(Beginning of Input)
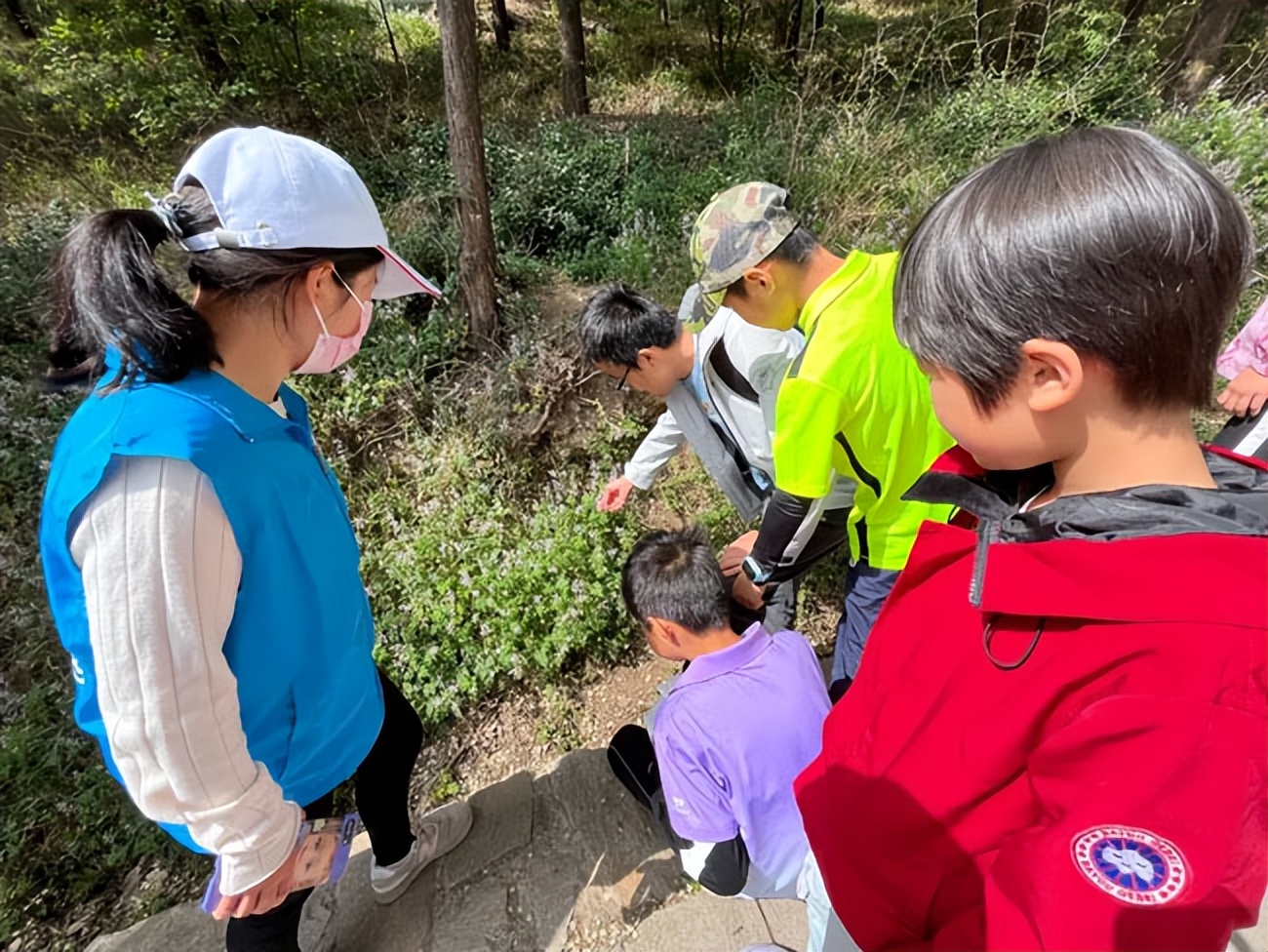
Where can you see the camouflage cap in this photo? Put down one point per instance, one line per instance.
(738, 228)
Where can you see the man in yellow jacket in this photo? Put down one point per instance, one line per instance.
(854, 402)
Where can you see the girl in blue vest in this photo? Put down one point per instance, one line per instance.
(201, 564)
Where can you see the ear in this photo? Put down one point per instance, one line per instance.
(760, 279)
(1051, 375)
(667, 637)
(318, 280)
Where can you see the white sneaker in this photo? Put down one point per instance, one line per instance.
(439, 832)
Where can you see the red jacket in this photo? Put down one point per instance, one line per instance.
(1059, 732)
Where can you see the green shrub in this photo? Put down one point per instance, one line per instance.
(477, 579)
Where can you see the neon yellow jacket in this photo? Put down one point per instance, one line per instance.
(854, 402)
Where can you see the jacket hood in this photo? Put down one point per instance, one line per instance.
(1237, 506)
(1150, 553)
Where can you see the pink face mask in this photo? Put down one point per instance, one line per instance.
(330, 352)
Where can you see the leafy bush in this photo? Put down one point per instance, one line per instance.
(476, 580)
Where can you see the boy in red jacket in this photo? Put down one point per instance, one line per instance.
(1059, 732)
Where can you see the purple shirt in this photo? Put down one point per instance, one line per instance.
(1248, 349)
(735, 729)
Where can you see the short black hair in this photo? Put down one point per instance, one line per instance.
(795, 249)
(619, 322)
(675, 575)
(1107, 240)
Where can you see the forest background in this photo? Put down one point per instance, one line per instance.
(469, 436)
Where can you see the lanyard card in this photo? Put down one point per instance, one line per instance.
(324, 850)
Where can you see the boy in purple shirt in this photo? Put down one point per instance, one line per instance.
(740, 722)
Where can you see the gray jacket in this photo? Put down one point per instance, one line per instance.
(761, 358)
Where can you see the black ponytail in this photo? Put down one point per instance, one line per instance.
(109, 292)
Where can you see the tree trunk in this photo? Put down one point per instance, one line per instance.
(1208, 33)
(203, 38)
(20, 18)
(793, 42)
(387, 25)
(477, 261)
(572, 43)
(501, 25)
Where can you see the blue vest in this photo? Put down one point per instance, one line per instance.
(300, 638)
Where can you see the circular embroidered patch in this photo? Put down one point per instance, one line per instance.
(1131, 864)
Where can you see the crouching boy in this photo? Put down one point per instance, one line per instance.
(1056, 738)
(733, 732)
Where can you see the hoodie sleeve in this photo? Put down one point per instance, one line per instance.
(662, 443)
(1149, 832)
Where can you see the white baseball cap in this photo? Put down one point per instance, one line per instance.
(275, 190)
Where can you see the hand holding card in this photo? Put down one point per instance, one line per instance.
(320, 855)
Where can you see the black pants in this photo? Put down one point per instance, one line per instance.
(633, 760)
(383, 801)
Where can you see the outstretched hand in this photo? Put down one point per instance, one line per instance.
(1246, 393)
(614, 495)
(733, 555)
(262, 896)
(End of Input)
## Exercise brief
The full data, repeated exactly and stripped of its pictures, is the expected answer.

## Answer to the problem
Where can you see the camouflage cap in this photo? Put down one point per instance, one line per instance.
(738, 228)
Where can you see the man in yellow jacket in this photo? Put down one point per instance, one line per instance.
(854, 402)
Where can you see the girl in blue vest in this photo? Put down one point per instance, one line per instance.
(201, 564)
Where can you see the ear in this photo? Put down one point per instance, one line per instance.
(760, 279)
(1051, 375)
(667, 637)
(318, 280)
Where can you see the white sneaker in this photo? Put down one point per instance, one line per instance.
(439, 832)
Where can you see the red jacket in this photo? Put down one point per instance, one line per instance.
(1059, 732)
Where can you see the green shrub in this photo? Put down one point per instance, one line per instance.
(477, 579)
Where can you see the neon yellow jacket in this photo? Put down one point per instance, one line per instance.
(854, 402)
Where can you see the jacket hood in this photo? Put down one point per instance, one line per instance.
(1237, 506)
(1150, 553)
Where can you see the pink face mask in this photo? Put down one point per instance, one line per instance.
(330, 352)
Where can you see the leafy bush in this photo? Put down one point per instance, one line per instance.
(476, 580)
Where can you see the boy in red jacket in this photo? Put down one point per instance, one line per instance.
(1059, 732)
Where can you see the purple shirt in this photo? Put down one point per instance, one line per instance.
(1248, 349)
(735, 729)
Where can you see the short black hair in this photo? Put down one point per instance, one line per instance.
(795, 249)
(619, 322)
(675, 575)
(1107, 240)
Where can you see the forest background in this photo? Put down one point per instance, one line per instance.
(469, 436)
Where can you see the lanyard card in this photo? Put down one point per instance, one line per instance.
(324, 850)
Where can you see the boy in purple shirt in this photo? Put down one point per instance, one line per instance.
(740, 722)
Where can you see the gray jacket in this photo? Put down one point per instance, one line per instance.
(761, 358)
Where can you see the black ponytail in this photo? Put down one point per instance, one line per instance.
(109, 292)
Where can you see the tree trunk in this photo? Put down one point per instance, one line per instance.
(1208, 33)
(203, 38)
(20, 18)
(793, 42)
(387, 25)
(477, 261)
(572, 43)
(501, 25)
Where can you see the blue vest in this photo? Put down one point per instance, one line per instance.
(300, 638)
Where can you see the circular embroidered patch in this photo? Put down one point per instance, one line per instance.
(1131, 864)
Where can you see the crouching boy in this photo? Put down one point per instance, one line per instance.
(1056, 738)
(733, 732)
Where can you see the hoodie sleeve in this photo? Put down one point per instance, one line per instance.
(662, 443)
(1149, 832)
Where can you see the white baseball cap in this photo? Put down one point per instance, one line per instance.
(275, 190)
Where can you see the hand holding card in this photo? Put down one point per instance, one line per instance.
(320, 855)
Where can you see the black pants in this photo? Put down one point per instance, one line per instance.
(633, 760)
(383, 801)
Where can you see the outstretched hand in this photo? Put down one point per instance, one line per instance.
(1246, 393)
(614, 495)
(733, 555)
(262, 896)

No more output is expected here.